## Start AVAILABLE DATA
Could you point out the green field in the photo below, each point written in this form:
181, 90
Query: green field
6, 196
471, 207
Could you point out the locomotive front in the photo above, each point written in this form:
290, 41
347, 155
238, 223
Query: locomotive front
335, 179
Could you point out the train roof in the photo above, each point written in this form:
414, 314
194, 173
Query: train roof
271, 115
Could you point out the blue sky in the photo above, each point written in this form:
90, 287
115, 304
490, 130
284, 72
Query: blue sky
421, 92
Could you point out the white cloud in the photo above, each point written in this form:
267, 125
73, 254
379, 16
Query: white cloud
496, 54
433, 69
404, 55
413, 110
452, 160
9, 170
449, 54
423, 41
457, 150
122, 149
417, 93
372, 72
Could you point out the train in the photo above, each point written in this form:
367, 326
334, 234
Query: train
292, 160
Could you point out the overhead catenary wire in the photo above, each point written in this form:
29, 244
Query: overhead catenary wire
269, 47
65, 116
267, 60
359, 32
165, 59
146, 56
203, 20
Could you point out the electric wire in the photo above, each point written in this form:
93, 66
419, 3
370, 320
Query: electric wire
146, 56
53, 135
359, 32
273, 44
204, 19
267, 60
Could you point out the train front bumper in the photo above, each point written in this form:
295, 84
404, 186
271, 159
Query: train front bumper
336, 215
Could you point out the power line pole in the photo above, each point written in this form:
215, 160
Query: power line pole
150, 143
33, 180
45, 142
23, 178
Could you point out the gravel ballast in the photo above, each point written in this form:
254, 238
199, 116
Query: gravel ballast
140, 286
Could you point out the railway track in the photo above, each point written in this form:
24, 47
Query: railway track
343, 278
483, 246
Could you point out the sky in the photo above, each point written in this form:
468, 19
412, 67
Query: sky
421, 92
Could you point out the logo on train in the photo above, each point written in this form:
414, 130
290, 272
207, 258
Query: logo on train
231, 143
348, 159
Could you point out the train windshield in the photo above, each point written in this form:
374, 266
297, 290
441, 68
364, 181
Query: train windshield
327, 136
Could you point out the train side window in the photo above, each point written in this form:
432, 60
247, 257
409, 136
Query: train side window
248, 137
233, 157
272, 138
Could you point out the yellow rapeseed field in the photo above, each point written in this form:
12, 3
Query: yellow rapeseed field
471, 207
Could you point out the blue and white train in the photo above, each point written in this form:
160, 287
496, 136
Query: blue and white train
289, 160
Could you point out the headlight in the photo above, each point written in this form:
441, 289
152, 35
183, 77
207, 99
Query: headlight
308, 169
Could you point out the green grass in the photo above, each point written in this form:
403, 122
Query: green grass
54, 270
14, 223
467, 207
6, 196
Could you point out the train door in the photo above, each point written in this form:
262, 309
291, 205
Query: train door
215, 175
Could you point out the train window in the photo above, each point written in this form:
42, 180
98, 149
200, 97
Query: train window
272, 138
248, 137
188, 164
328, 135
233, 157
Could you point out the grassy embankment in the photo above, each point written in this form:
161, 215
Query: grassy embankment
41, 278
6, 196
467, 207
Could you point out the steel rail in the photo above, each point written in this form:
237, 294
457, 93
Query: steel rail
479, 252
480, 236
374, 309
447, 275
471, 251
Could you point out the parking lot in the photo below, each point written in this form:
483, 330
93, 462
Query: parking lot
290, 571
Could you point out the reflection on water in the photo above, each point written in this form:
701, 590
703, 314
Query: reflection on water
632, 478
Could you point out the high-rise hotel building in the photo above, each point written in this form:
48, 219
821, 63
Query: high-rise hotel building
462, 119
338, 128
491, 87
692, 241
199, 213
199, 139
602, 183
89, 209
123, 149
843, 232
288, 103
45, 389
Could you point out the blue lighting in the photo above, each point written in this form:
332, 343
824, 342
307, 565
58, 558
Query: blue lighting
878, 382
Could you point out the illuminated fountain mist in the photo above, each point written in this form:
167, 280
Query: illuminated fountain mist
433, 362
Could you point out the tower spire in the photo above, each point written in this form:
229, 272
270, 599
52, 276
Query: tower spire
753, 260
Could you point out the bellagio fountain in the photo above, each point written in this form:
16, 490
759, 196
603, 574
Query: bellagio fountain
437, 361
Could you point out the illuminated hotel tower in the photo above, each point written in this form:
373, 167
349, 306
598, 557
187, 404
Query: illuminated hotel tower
## End AVAILABLE DATA
- TASK DETAILS
Copy out every entry again, exactly as it was given.

- TASK SOLUTION
Could you point out the green field in the photo below, each point written in this form:
181, 90
Query: green field
6, 196
471, 207
Could you point out the locomotive front in the photo above, each point written in this form:
290, 41
347, 155
238, 223
Query: locomotive front
335, 179
Could you point out the train roof in the photo above, each point written in this form:
414, 314
194, 173
Query: train roof
271, 115
Could you point out the blue sky in the photo above, each point written in this form:
90, 287
115, 304
490, 130
284, 72
Query: blue sky
421, 92
Could you point out the white cloud in the photo above, each point written in this form:
267, 125
73, 254
379, 16
Query: white cloud
496, 54
433, 69
404, 55
413, 110
452, 160
9, 170
449, 54
423, 41
457, 150
122, 149
417, 93
372, 72
Could you point out the train in the photo above, each point written in this form:
367, 326
334, 234
Query: train
292, 160
Could you point out the overhead catenary wire in the photo above, each point written in this form:
29, 244
Query: overhead catenary wire
269, 47
65, 116
267, 60
359, 32
165, 59
146, 56
203, 20
Could you point out the electric wire in the photo above, each point written in this form:
93, 66
419, 3
370, 320
Query: electric wire
146, 56
53, 135
359, 32
273, 44
204, 19
267, 60
Could you point out the train front bumper in the photo above, each point written in this form:
295, 84
404, 186
271, 159
Query: train front bumper
336, 215
Could you point out the power line pole in the photo above, each point written in this form:
215, 160
Query: power line pole
150, 143
33, 180
45, 142
23, 178
Could you point out the gravel ballast in the photo above, each point written in this form:
254, 238
199, 116
Query: gravel ballast
140, 286
Could you point out the railway track in the photo above, each point written in this form:
24, 47
Query: railway track
343, 278
483, 246
Could you point out the sky in the photo above, each point written in this form:
468, 19
412, 67
Query: sky
421, 92
Could you point out the logo on train in the photo above, each point written in this form:
414, 130
290, 272
207, 258
Query: logo on train
231, 143
348, 159
Could you point out the train windshield in the photo above, each point written in this form:
374, 266
297, 290
441, 68
364, 181
Query: train windshield
327, 136
Could you point out the train side window in the photo above, each point written in this form:
432, 60
247, 257
409, 136
Query: train side window
248, 137
233, 157
272, 138
Could you point out the yellow rapeseed field in the photo above, each point written in this form:
12, 3
Query: yellow rapeseed field
471, 207
Could you point out the blue and white train in the photo above, each point written in this form:
160, 287
496, 136
Query: blue and white train
289, 160
Could you point out the headlight in the photo above, each point written in this form:
441, 289
152, 35
183, 77
207, 99
Query: headlight
308, 169
Could you point out the green grass in the photo above, each point written in this form:
403, 122
Query: green grass
54, 270
14, 223
467, 207
6, 196
Could you point out the train door in the photo above, each point written in this form:
262, 309
291, 205
Query: train door
215, 175
Could you point out the train window in the photo above, each point written in this form:
42, 180
98, 149
200, 97
Query: train window
272, 138
248, 137
188, 164
328, 135
233, 157
Could you point out the grassy embankment in the photo above, each point written in this form:
161, 215
Query: grassy embankment
41, 278
6, 196
467, 207
Could you point out the steel rail in the photo above, each point written in this form:
237, 294
457, 93
Query: steel rail
479, 252
480, 236
374, 309
447, 275
471, 251
Could you point out the parking lot in the photo below, each point written in this form:
483, 330
93, 462
Query: parking lot
290, 571
Could you point out the reflection on water in the photo above, each point written in this form:
701, 590
703, 314
Query: reflection on water
632, 478
Could you point out the high-rise hotel building in the photo above, each point written in this form:
48, 219
821, 63
Query: high-rise hotel building
462, 119
338, 128
491, 87
692, 241
199, 213
199, 139
602, 183
89, 209
123, 149
843, 232
288, 103
45, 389
Could you point out the blue lighting in the photo above, each point written in this form:
332, 343
824, 342
307, 565
58, 558
Query: blue lighting
878, 382
Could you point out the illuminated fountain mist in the photo above, each point written in this form:
167, 280
Query: illuminated fountain mist
433, 362
Could you point out the tower spire in the photo above, each point written in this form:
229, 272
270, 599
52, 276
Query: tower spire
753, 260
Could you point out the bellagio fountain in the photo above, each point written in this form:
16, 490
759, 196
603, 574
Query: bellagio fountain
437, 361
Could you point out the illuminated hotel tower in the photo above, each point written in this form:
373, 167
349, 306
598, 557
187, 404
Query: illuminated hotel tower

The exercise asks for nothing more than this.